TASK INSTRUCTIONS:
Could you turn the data below into a Markdown table with the columns "Row" and "Line", numbering each line and leaving out the blank ones?

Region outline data
***

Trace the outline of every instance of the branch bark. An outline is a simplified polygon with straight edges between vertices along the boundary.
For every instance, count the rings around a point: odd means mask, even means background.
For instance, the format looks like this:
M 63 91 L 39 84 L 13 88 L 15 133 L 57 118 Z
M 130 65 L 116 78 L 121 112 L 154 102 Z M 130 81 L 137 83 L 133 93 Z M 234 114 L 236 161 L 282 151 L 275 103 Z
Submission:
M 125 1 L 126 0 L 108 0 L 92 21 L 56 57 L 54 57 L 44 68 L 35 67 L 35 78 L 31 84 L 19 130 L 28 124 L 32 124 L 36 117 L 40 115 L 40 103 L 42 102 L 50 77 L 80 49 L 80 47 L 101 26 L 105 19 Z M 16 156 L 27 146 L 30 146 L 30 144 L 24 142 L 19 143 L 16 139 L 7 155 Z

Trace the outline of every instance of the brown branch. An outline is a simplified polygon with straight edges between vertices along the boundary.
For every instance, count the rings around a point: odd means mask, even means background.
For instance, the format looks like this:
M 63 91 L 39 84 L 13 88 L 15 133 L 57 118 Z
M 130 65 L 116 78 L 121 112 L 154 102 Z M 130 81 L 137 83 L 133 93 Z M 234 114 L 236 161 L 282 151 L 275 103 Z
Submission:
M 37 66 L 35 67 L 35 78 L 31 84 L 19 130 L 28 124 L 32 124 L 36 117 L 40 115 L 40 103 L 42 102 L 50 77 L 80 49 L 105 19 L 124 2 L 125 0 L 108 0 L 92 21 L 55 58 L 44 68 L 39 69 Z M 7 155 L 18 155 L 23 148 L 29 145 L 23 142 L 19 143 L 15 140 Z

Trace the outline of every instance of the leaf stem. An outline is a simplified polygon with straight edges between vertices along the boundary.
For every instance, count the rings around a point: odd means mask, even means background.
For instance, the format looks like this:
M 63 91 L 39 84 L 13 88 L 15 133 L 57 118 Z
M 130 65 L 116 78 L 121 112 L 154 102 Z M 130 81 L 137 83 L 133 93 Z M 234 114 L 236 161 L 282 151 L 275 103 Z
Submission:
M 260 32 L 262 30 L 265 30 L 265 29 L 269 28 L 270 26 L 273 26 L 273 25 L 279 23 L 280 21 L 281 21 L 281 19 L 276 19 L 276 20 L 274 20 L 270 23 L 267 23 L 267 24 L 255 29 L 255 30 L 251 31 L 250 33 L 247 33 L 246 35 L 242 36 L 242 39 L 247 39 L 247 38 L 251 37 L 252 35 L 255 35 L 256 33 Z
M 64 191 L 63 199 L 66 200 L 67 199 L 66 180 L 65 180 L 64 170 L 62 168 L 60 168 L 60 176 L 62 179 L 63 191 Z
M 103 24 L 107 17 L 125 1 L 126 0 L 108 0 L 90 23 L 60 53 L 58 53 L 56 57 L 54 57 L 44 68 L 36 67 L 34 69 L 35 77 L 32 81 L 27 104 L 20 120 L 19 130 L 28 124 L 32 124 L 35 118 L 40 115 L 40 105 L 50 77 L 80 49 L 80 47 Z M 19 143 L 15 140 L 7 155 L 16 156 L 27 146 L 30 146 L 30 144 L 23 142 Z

***

EXERCISE RESPONSE:
| Row | Line |
|---|---|
| 1 | Trace the outline of every instance of the branch bark. An outline is a simplified polygon with straight edges between vertices along the boundary. |
| 2 | For every instance, count the rings around a point: odd means mask, even means background. |
| 3 | For instance, the format looks like this: |
| 4 | M 63 91 L 39 84 L 13 88 L 15 133 L 57 118 Z |
| 5 | M 130 65 L 116 78 L 121 112 L 154 102 Z M 130 81 L 137 83 L 133 93 Z M 234 114 L 236 161 L 282 151 L 275 103 Z |
| 6 | Submission: |
| 7 | M 125 1 L 126 0 L 108 0 L 92 21 L 56 57 L 54 57 L 44 68 L 35 67 L 35 78 L 31 84 L 19 130 L 28 124 L 32 124 L 36 117 L 40 115 L 40 103 L 42 102 L 50 77 L 80 49 L 80 47 L 101 26 L 105 19 Z M 16 156 L 27 146 L 30 146 L 30 144 L 24 142 L 19 143 L 16 139 L 7 155 Z |
| 8 | Trace the outline of every instance of the brown branch. An outline is a simplified polygon with straight edges between vertices along the boundary. |
| 9 | For every instance, count the rings around a point: odd means mask, even means background. |
| 10 | For instance, the format looks like this: |
| 11 | M 63 91 L 39 84 L 13 88 L 15 133 L 57 118 Z |
| 12 | M 130 65 L 116 78 L 121 112 L 154 102 Z M 130 81 L 137 83 L 133 93 Z M 234 114 L 236 161 L 282 151 L 275 103 Z |
| 13 | Submission: |
| 14 | M 37 66 L 35 67 L 35 78 L 31 84 L 19 130 L 28 124 L 32 124 L 36 117 L 40 115 L 40 103 L 42 102 L 50 77 L 80 49 L 105 19 L 124 2 L 125 0 L 108 0 L 92 21 L 55 58 L 44 68 L 39 69 Z M 7 155 L 18 155 L 23 148 L 29 145 L 23 142 L 19 143 L 15 140 Z |
| 15 | Trace the outline of every instance of the leaf stem. An outline is a simplified polygon with straight edges between vertices along the boundary. |
| 16 | For every instance, count the rings around a point: odd means mask, even means background. |
| 17 | For instance, the format looks like this: |
| 18 | M 63 91 L 39 84 L 13 88 L 15 133 L 57 118 Z |
| 19 | M 130 65 L 116 78 L 121 112 L 154 102 Z M 130 81 L 137 83 L 133 93 Z M 234 114 L 236 161 L 282 151 L 275 103 Z |
| 20 | Submission: |
| 21 | M 260 32 L 262 30 L 265 30 L 265 29 L 269 28 L 270 26 L 273 26 L 273 25 L 279 23 L 280 21 L 281 21 L 281 19 L 276 19 L 276 20 L 274 20 L 270 23 L 267 23 L 267 24 L 255 29 L 255 30 L 251 31 L 250 33 L 247 33 L 246 35 L 242 36 L 242 39 L 247 39 L 247 38 L 251 37 L 252 35 L 255 35 L 256 33 Z |
| 22 | M 64 191 L 63 199 L 66 200 L 67 199 L 66 180 L 65 180 L 64 170 L 62 168 L 60 168 L 60 176 L 62 179 L 63 191 Z |
| 23 | M 103 24 L 107 17 L 125 1 L 126 0 L 108 0 L 90 23 L 60 53 L 58 53 L 56 57 L 54 57 L 44 68 L 36 67 L 34 69 L 35 77 L 32 81 L 27 104 L 20 120 L 19 130 L 28 124 L 32 124 L 35 118 L 40 115 L 40 105 L 50 77 L 80 49 L 80 47 Z M 19 143 L 15 140 L 7 155 L 16 156 L 27 146 L 30 146 L 30 144 L 23 142 Z |